- **Task directions**: Your task is to copy the listing exactly. Drop any pictures from the copy.

[Location identification items]

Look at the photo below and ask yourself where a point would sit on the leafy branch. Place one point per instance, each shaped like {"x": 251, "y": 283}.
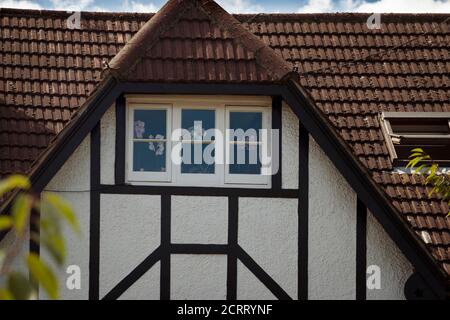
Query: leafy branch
{"x": 421, "y": 163}
{"x": 54, "y": 211}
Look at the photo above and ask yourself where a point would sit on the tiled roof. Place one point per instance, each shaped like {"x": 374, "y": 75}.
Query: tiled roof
{"x": 196, "y": 42}
{"x": 47, "y": 71}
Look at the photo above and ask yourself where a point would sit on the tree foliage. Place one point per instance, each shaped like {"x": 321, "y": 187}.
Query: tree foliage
{"x": 38, "y": 272}
{"x": 421, "y": 163}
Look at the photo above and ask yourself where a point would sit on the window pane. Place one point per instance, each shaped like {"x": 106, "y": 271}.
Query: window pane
{"x": 204, "y": 119}
{"x": 197, "y": 158}
{"x": 245, "y": 159}
{"x": 150, "y": 124}
{"x": 197, "y": 122}
{"x": 245, "y": 155}
{"x": 246, "y": 121}
{"x": 149, "y": 156}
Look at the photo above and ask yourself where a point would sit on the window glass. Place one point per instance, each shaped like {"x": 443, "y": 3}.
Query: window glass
{"x": 149, "y": 140}
{"x": 199, "y": 144}
{"x": 245, "y": 142}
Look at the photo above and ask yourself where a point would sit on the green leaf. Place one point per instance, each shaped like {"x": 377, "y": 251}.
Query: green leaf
{"x": 19, "y": 286}
{"x": 56, "y": 247}
{"x": 63, "y": 208}
{"x": 5, "y": 295}
{"x": 43, "y": 275}
{"x": 20, "y": 211}
{"x": 14, "y": 182}
{"x": 5, "y": 222}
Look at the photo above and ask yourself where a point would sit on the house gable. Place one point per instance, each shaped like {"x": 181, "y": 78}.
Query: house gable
{"x": 90, "y": 115}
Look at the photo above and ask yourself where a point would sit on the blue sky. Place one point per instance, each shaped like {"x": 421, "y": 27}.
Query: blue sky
{"x": 243, "y": 6}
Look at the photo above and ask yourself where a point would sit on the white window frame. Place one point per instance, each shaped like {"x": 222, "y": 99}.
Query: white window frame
{"x": 266, "y": 124}
{"x": 135, "y": 176}
{"x": 174, "y": 104}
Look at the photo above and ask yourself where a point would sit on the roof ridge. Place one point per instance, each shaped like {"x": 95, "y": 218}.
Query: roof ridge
{"x": 123, "y": 62}
{"x": 265, "y": 56}
{"x": 242, "y": 17}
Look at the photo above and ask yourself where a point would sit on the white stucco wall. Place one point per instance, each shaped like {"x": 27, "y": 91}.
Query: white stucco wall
{"x": 73, "y": 182}
{"x": 147, "y": 287}
{"x": 332, "y": 230}
{"x": 199, "y": 219}
{"x": 268, "y": 232}
{"x": 130, "y": 230}
{"x": 108, "y": 145}
{"x": 249, "y": 287}
{"x": 395, "y": 269}
{"x": 198, "y": 277}
{"x": 289, "y": 139}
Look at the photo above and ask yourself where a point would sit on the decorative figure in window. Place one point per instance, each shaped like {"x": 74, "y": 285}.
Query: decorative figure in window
{"x": 139, "y": 129}
{"x": 157, "y": 147}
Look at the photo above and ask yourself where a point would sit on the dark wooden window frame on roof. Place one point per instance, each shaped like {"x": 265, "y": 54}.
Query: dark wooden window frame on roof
{"x": 404, "y": 131}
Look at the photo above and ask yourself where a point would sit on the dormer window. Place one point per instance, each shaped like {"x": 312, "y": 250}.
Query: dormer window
{"x": 404, "y": 131}
{"x": 198, "y": 141}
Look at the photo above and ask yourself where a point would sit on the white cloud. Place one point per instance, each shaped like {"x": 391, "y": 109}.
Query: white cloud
{"x": 404, "y": 6}
{"x": 20, "y": 4}
{"x": 383, "y": 6}
{"x": 137, "y": 6}
{"x": 240, "y": 6}
{"x": 315, "y": 6}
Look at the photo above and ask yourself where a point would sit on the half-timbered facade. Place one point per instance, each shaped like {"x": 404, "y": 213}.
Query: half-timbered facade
{"x": 328, "y": 217}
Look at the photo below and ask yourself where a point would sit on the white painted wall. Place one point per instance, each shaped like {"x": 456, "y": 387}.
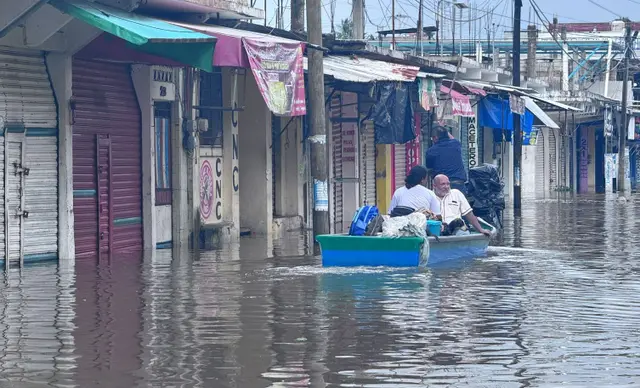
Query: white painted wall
{"x": 141, "y": 75}
{"x": 60, "y": 71}
{"x": 180, "y": 182}
{"x": 163, "y": 223}
{"x": 254, "y": 137}
{"x": 528, "y": 181}
{"x": 231, "y": 152}
{"x": 289, "y": 177}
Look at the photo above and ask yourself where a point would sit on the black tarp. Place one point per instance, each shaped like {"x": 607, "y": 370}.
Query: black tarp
{"x": 485, "y": 191}
{"x": 392, "y": 113}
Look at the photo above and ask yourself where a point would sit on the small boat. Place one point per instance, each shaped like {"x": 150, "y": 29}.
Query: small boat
{"x": 342, "y": 250}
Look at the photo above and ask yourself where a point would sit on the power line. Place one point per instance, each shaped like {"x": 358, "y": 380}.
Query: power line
{"x": 604, "y": 8}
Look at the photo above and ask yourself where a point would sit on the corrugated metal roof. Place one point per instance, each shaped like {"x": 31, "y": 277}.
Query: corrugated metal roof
{"x": 422, "y": 74}
{"x": 519, "y": 90}
{"x": 356, "y": 69}
{"x": 540, "y": 114}
{"x": 212, "y": 30}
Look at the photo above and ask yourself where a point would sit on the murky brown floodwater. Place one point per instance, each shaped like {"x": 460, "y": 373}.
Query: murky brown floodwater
{"x": 557, "y": 305}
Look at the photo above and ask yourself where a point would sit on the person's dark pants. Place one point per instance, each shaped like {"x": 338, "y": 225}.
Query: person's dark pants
{"x": 459, "y": 185}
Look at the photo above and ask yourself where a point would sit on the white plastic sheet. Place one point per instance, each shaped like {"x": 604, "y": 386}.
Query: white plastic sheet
{"x": 413, "y": 225}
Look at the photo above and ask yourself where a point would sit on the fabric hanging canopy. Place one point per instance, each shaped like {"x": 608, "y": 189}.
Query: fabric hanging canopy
{"x": 460, "y": 103}
{"x": 147, "y": 34}
{"x": 276, "y": 63}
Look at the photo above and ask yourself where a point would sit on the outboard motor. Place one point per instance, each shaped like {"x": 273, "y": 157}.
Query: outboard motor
{"x": 485, "y": 192}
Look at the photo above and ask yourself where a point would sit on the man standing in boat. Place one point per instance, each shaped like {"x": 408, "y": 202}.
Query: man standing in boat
{"x": 454, "y": 205}
{"x": 444, "y": 157}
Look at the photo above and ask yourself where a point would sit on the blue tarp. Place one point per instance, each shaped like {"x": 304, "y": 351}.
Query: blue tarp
{"x": 495, "y": 113}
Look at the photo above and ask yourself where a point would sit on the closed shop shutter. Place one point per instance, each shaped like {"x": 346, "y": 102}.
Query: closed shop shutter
{"x": 107, "y": 123}
{"x": 368, "y": 164}
{"x": 399, "y": 164}
{"x": 336, "y": 155}
{"x": 28, "y": 110}
{"x": 553, "y": 161}
{"x": 540, "y": 155}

- **Task result**:
Look at the photo below and ask yourself where a point would sit on the leafy branch. Place one point per instance, each shaped like {"x": 251, "y": 283}.
Query: leafy branch
{"x": 421, "y": 163}
{"x": 54, "y": 211}
Look at the photo above and ask yourself where a point would sit on the tiled roof. Place one point per instance, each shaped like {"x": 374, "y": 75}.
Query: tiled roof
{"x": 196, "y": 42}
{"x": 47, "y": 71}
Look at the photo above and ask yourself where a point would sit on the tree foliage. Place one point per instance, each shaped like {"x": 321, "y": 187}.
Query: tree foliage
{"x": 38, "y": 272}
{"x": 421, "y": 163}
Look at the photo above and ask yourself where a point would sit on the window pane. Place one point per instance, each shaped like {"x": 106, "y": 271}.
Query: window pane
{"x": 204, "y": 119}
{"x": 197, "y": 158}
{"x": 245, "y": 159}
{"x": 150, "y": 124}
{"x": 197, "y": 122}
{"x": 245, "y": 155}
{"x": 246, "y": 121}
{"x": 149, "y": 156}
Look at the photo above and ask yourself where a point would sit on the window glass. Place one point per instance, each shaped like {"x": 443, "y": 3}.
Query: window glass
{"x": 149, "y": 140}
{"x": 199, "y": 144}
{"x": 245, "y": 142}
Look at the photo above and ask yourself where a point would sit on the green leaf. Place one point per instance, each shaped like {"x": 377, "y": 251}.
Query: green leaf
{"x": 19, "y": 286}
{"x": 56, "y": 247}
{"x": 63, "y": 208}
{"x": 5, "y": 295}
{"x": 43, "y": 275}
{"x": 20, "y": 211}
{"x": 14, "y": 182}
{"x": 5, "y": 222}
Look at the photo above and ask yourself where a point would sit on the house gable. Place one point per instance, each shaped like {"x": 181, "y": 78}.
Query: house gable
{"x": 90, "y": 115}
Look at the photo above and ask yourself where a point would sit on the blue sky. Place one point per instance, each shaped like {"x": 421, "y": 27}.
Query: blue sky
{"x": 243, "y": 6}
Look at the photo above and ask yourself where a point would sit on the white window frame. Place one point per instance, each shaped like {"x": 222, "y": 99}.
Query: white window frame
{"x": 266, "y": 124}
{"x": 135, "y": 176}
{"x": 174, "y": 104}
Look at the photo above and ask yourself where a point would sit on the roof ridge. Place one point per instance, each shaped like {"x": 95, "y": 218}.
Query: roof ridge
{"x": 123, "y": 62}
{"x": 265, "y": 56}
{"x": 242, "y": 17}
Look at the photo above and ask yourself where a point would sit on the white stucco wall. Place one point per instance, each shaped like {"x": 27, "y": 91}.
Query: white stucco wall
{"x": 73, "y": 182}
{"x": 147, "y": 287}
{"x": 332, "y": 230}
{"x": 199, "y": 219}
{"x": 268, "y": 232}
{"x": 130, "y": 230}
{"x": 108, "y": 145}
{"x": 249, "y": 287}
{"x": 395, "y": 269}
{"x": 198, "y": 277}
{"x": 289, "y": 139}
Look at the photo above and ask yourself where a point would sit on the decorative figure in window. Place one point per instance, each shaped like {"x": 74, "y": 285}.
Query: decorative figure in window
{"x": 139, "y": 129}
{"x": 157, "y": 147}
Look at the photo above and ask yourself where a point would sit on the dark wooden window frame on roof. Place one point per instance, each shaped like {"x": 265, "y": 54}.
Query: dark wooden window frame on roof
{"x": 404, "y": 131}
Look at the photo above and ask yourself where a point would sit on the dormer window. Place one point per instance, each shaped like {"x": 312, "y": 250}.
Query: dormer window
{"x": 404, "y": 131}
{"x": 198, "y": 141}
Look at the photo above and ask yourself where a point would sit on the white cloud. Place one point per instance, each shaped like {"x": 391, "y": 109}.
Query: white cloud
{"x": 404, "y": 6}
{"x": 20, "y": 4}
{"x": 383, "y": 6}
{"x": 137, "y": 6}
{"x": 240, "y": 6}
{"x": 315, "y": 6}
Look at the photo above and ask yourself where a point would sit on the half-timbered facade. Place one point per instance, each shaped like {"x": 404, "y": 213}.
Query: half-timbered facade
{"x": 328, "y": 217}
Look at the photo below and ask yourself where a point would sit on the white painted wall. Place one point per instance, each shaped like {"x": 456, "y": 387}.
Query: white painted wall
{"x": 141, "y": 75}
{"x": 60, "y": 71}
{"x": 180, "y": 182}
{"x": 163, "y": 223}
{"x": 254, "y": 137}
{"x": 528, "y": 181}
{"x": 231, "y": 152}
{"x": 289, "y": 177}
Look at the photo above and ask yourself where a point would sit on the black tarp. Place one point per instance, each shaped like {"x": 607, "y": 370}.
Query: black tarp
{"x": 485, "y": 191}
{"x": 392, "y": 113}
Look at the photo above and ask yourself where a point would sit on the small boat. Place one point per instance, each shaped like {"x": 150, "y": 29}.
Query: small boat
{"x": 342, "y": 250}
Look at the photo above and ask yourself where a point would sit on the power line. Place one point per instance, each shaped like {"x": 358, "y": 380}.
Query: power line
{"x": 604, "y": 8}
Look at the photo above and ask yourself where a point would sit on the corrugated metal roof. Place one point per instance, each shaped like {"x": 31, "y": 277}.
Query: corrugated metal roof
{"x": 422, "y": 74}
{"x": 519, "y": 90}
{"x": 356, "y": 69}
{"x": 540, "y": 114}
{"x": 212, "y": 30}
Look at the photo above and ask yourself where a point would sit on the murky brown floodwater. Place one point per instance, each shaped like {"x": 460, "y": 373}.
Query: murky brown floodwater
{"x": 557, "y": 305}
Look at the photo above and ask yourself where a point would sit on the person's dark pants. Place one point per instance, each shaped like {"x": 338, "y": 225}.
Query: person's dark pants
{"x": 459, "y": 185}
Look at the photo above and ask yourself where a point would sit on the white plastic sheet. Place one point per instance, each shaped like {"x": 604, "y": 386}.
Query: white plastic sheet
{"x": 413, "y": 225}
Look at the photo above and ask yourself where a point would sit on the fabric hanging canopy. Place one point per instance, each shaped like {"x": 608, "y": 189}.
Query: fabric hanging canopy
{"x": 460, "y": 103}
{"x": 147, "y": 34}
{"x": 276, "y": 63}
Look at the photo above and ask yourself where a point would sit on the outboard motor. Place one point per instance, each shaped like {"x": 273, "y": 157}.
Query: outboard motor
{"x": 485, "y": 192}
Look at the photo above and ask yourself where a point would sit on the man standing in boat. Place one point per instance, each shaped like {"x": 408, "y": 202}.
Query: man standing in boat
{"x": 454, "y": 205}
{"x": 444, "y": 157}
Look at the photo above and ask yourself where a point would sit on the blue tarp. Place one point per instance, each shaped like {"x": 304, "y": 351}.
Query: blue tarp
{"x": 495, "y": 113}
Look at the photo above and ask yourself where a point would sit on the closed shop shutter. Place one point per instance, each shaped like {"x": 346, "y": 102}.
Query: closed shop shutter
{"x": 107, "y": 123}
{"x": 368, "y": 164}
{"x": 399, "y": 164}
{"x": 336, "y": 155}
{"x": 28, "y": 110}
{"x": 553, "y": 161}
{"x": 540, "y": 155}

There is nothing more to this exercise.